» **Your objective**: An exact transcription of every entry is required. Images are not part of it.

_ _ _ _ _ _ _

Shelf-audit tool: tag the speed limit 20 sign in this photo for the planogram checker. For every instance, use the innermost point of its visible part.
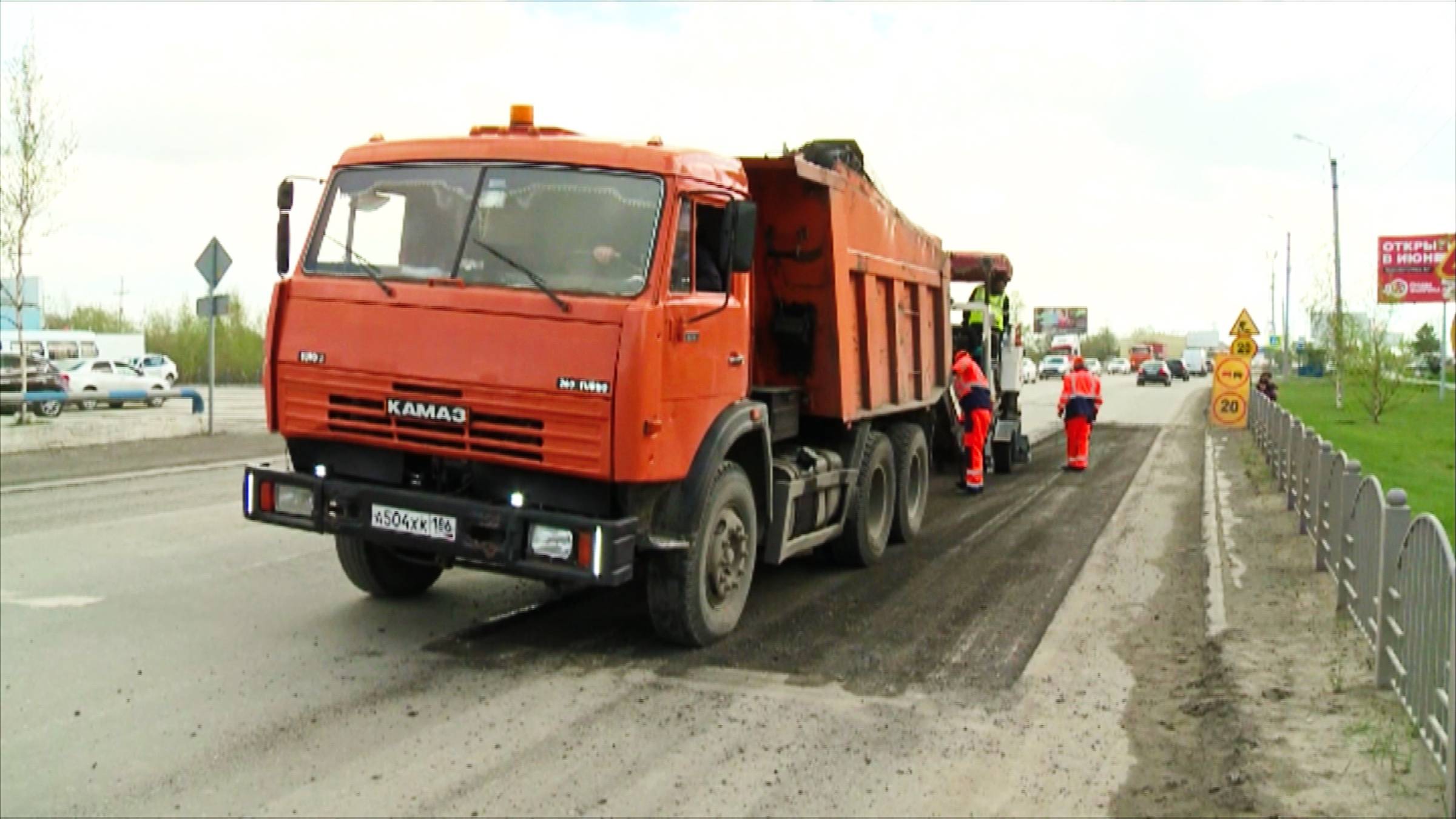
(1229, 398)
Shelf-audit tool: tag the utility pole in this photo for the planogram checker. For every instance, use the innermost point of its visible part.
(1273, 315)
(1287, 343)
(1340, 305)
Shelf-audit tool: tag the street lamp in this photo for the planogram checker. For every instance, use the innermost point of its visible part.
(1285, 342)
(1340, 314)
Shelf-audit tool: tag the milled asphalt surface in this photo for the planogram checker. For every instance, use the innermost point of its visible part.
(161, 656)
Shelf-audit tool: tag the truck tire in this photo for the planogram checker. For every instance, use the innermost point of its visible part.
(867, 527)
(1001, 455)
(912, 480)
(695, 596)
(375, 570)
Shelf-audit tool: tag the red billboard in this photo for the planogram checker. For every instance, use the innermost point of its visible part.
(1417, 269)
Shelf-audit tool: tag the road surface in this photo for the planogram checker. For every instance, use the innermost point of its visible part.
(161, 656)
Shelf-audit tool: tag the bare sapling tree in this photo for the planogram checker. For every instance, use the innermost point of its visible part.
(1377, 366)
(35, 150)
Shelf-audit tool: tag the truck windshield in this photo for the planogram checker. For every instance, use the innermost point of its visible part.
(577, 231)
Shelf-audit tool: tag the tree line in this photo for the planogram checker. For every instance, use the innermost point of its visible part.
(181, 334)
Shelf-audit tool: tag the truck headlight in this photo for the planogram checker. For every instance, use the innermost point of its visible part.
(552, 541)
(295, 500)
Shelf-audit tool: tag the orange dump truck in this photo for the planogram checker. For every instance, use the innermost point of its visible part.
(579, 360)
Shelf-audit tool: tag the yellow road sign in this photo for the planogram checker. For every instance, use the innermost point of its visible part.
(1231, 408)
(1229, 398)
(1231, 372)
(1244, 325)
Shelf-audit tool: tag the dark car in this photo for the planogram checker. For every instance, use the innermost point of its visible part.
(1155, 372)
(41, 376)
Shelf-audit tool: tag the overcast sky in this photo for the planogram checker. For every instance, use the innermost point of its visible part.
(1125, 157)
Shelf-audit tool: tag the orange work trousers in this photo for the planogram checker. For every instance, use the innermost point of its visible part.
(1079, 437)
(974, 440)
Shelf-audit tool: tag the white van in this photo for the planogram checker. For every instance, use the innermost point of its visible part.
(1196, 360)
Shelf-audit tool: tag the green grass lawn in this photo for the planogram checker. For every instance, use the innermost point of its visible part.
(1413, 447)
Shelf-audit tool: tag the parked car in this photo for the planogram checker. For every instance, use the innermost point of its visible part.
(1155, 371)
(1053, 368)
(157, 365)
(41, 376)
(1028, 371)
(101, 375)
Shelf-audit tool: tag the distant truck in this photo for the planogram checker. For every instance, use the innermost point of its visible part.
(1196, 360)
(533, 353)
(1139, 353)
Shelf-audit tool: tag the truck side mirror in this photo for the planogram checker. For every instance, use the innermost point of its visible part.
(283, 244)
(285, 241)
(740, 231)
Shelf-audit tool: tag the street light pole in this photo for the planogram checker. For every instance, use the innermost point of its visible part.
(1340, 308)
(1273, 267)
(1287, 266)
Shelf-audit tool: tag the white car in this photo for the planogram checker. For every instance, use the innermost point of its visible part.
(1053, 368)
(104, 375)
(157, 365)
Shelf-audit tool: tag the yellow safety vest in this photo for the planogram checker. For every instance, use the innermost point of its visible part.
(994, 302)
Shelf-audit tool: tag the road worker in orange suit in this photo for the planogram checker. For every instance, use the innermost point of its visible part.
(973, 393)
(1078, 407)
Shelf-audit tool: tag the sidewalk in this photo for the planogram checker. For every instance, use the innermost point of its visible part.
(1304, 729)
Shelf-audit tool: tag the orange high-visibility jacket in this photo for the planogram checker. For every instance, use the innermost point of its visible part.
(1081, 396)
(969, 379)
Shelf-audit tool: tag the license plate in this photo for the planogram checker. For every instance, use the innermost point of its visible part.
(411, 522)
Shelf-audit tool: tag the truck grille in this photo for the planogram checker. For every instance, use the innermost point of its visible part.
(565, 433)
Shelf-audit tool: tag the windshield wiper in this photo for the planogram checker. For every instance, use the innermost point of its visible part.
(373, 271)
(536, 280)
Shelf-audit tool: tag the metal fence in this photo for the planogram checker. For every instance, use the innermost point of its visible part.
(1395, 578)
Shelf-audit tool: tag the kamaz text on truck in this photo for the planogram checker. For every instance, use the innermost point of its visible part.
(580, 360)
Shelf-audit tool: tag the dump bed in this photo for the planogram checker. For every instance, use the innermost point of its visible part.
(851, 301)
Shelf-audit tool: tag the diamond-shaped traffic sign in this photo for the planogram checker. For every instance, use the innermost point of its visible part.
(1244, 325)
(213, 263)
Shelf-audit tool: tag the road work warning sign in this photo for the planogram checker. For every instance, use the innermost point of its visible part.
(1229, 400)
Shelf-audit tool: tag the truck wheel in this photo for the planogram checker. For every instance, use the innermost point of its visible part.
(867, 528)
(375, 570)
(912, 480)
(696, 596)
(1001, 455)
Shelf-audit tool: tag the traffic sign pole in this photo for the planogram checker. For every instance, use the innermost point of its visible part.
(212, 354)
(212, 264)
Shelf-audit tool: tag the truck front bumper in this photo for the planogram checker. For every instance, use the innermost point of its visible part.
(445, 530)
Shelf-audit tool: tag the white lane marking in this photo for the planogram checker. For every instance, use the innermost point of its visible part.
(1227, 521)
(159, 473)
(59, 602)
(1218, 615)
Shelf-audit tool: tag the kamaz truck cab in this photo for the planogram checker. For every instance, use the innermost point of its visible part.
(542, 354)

_ _ _ _ _ _ _

» **Result for this exercise**:
Shelf-audit tool: tag the speed limit 20 sign in this photo for the planogram checker. For every instance, use the innermost point of its visible part.
(1229, 398)
Shelf-audit tool: tag the utility pole in this photo for the planogram checker. For every instance, use the innermost point of its visible part.
(1273, 315)
(1287, 343)
(1340, 305)
Shelf-audit tool: tag the street lamp in this photo for the planogram checker. For every instance, use the innermost point of its visible part.
(1285, 342)
(1340, 314)
Shelf-audit tool: tag the milled asphalt surface in this photo for the planogram checker. For every instance, use the innermost point of its visible part.
(161, 656)
Shelf-audit tool: tag the truck tire in this photo for the planogram checker. For every instance, use the innermost point of its visible part.
(867, 527)
(1001, 455)
(912, 480)
(695, 596)
(375, 570)
Shelf-audit tool: tag the red billboard in this photo for the planogram checker. For every instance, use the innermost point of its visible part.
(1417, 269)
Shelf-audit tool: tag the road surface in this photo for the planogram checker. For every instance, use the innermost point of its visible part.
(161, 656)
Shelf-audit tool: tag the bare sapling tree in this photo for the planogram checker. For every instance, use the innermost point of its visible part.
(1377, 366)
(35, 150)
Shelf-audit tool: tag the truck windshield in this photo for the planogram checker. For every instance, use the innermost point of its visible part.
(577, 231)
Shelf-audit tool: tag the tree line in this photo for the planogram checker. For every instance, use the innermost point of its visible part.
(181, 334)
Shelf-audit tool: tag the truck headlight in this photo for the planogram checker. For every instance, use the innermost point of its visible part.
(552, 541)
(295, 500)
Shelf-audit tool: tag the orange dump truck in this photo for the planogram checker. For every instance, use the innermost point of its visible part.
(579, 360)
Shelf-audit tool: tag the yellow road sign in this photo for the planogram checker. For every instance, use the innermost point of its visible part.
(1231, 408)
(1229, 398)
(1231, 372)
(1244, 325)
Shelf-audit tool: tag the dark car in this photo for the planogram checker. For every instance, use the innermost point of its visible part.
(1155, 372)
(41, 376)
Shelf-audit tool: tag the overcast sky in this photo for the planogram checker. For every instance, use the innermost point of its visible part.
(1125, 157)
Shelf-audit tool: tag the orange work trousers in this photo for the planogram checker. For every instance, use the innermost point of its visible part.
(1079, 437)
(974, 440)
Shelf-audit tool: tag the white van in this photo for the planogram checker. For every instance, use the innermost point of its visible part.
(1196, 360)
Shelf-audit tool: tag the green grass lawn in this photo for the planogram checker. For every instance, use the innermost point of its visible part.
(1413, 447)
Shelf-audit tool: tag the parked car in this photo for the planogram checker. For every instance, use the innermost point of its visible part.
(1155, 371)
(1053, 368)
(157, 365)
(41, 376)
(1028, 371)
(101, 375)
Shelf-audit tool: tag the distant truck in this photo for the planogram checker. For every instance, use the innermost point of its visible part.
(1196, 360)
(533, 353)
(1139, 353)
Shelf-audit tool: tag the truck side mirror in this photo for the planogram checker. For every instance, use the innermost point of its visible part.
(283, 244)
(285, 241)
(740, 231)
Shelf-audit tool: tag the street light pole in this photo for the planogram checker. For every instance, use the innermost point of its visible part.
(1340, 308)
(1273, 267)
(1287, 266)
Shelf-audit tool: tag the white car in this photo for the planogram checker. For every instance, use the innermost point of its visible part.
(1053, 368)
(104, 375)
(157, 365)
Shelf-audit tool: tag the yellow safety vest in this photo for the planogram checker. For every instance, use the innermost point of its visible part.
(994, 302)
Shelf-audit tool: tag the road worker in orange suit in this photo for the planogram checker. For every instance, use the innermost point of its visible part.
(973, 393)
(1078, 407)
Shelf-audit tool: tag the sidewalk in this photo for the planogram checker. For every instance, use the innermost point of its visible part.
(1304, 729)
Shelf-audit tool: tag the orange high-visibility jacket in this photo for the planogram checker. For every instance, use the innermost point of its visible part.
(1081, 396)
(969, 379)
Shelf-audit tool: tag the license plate in this photo for the planogram checker. For every instance, use the innermost point of its visible part.
(411, 522)
Shelf-audit tool: tag the truck grille in this photo for the planogram checker. For every instance, use the innermost point of its visible part.
(565, 433)
Shelf-audit tool: tag the windshield wiper in this photo for the planogram checker. For every instance, use the innermost point of its visible part.
(373, 271)
(536, 280)
Shelf-audit tool: tag the metal fence in this photo for the planogram checker. For every instance, use the innermost point of its visible part.
(1395, 578)
Shelf-audit tool: tag the kamaz text on truck in this photo for the planogram checker. For every instance, use the innermost point of its visible part.
(580, 360)
Shelf-audit tool: tag the dump bed in this photo for the planogram checker. For every instance, use the innermost point of its visible part.
(851, 301)
Shelf-audit tool: tag the diamond-shaped traffic sign in this photo for the planogram checker. For every instance, use the innermost point of its visible part.
(1244, 325)
(213, 263)
Shelf-audit tool: tag the road work warning sign in this photo for the planogram checker. For every instance, use the innermost point of its visible part.
(1229, 400)
Shelf-audit tool: tag the truck wheel in this photo for the planogram checker. For every instance, use the innermost point of its visible part.
(867, 528)
(375, 570)
(912, 480)
(696, 596)
(1001, 455)
Shelf-audit tool: tag the traffic sign pole in this photo for the planogram checker. For every instance, use the innermost point of its visible part.
(212, 354)
(212, 264)
Shelf-audit tool: tag the truck front bumper in this photo for the planogram checker. For every instance, use the innermost point of its visible part.
(445, 530)
Shelf-audit tool: tag the white lane marking in this photo for the planogram checker. For every instance, use the innermost point of its visible part.
(1227, 521)
(159, 473)
(59, 602)
(1218, 615)
Shelf-audit tool: tag the kamaz truck cab in this photo for the planogram checker. For every instance, use the innermost point of its visible part.
(542, 354)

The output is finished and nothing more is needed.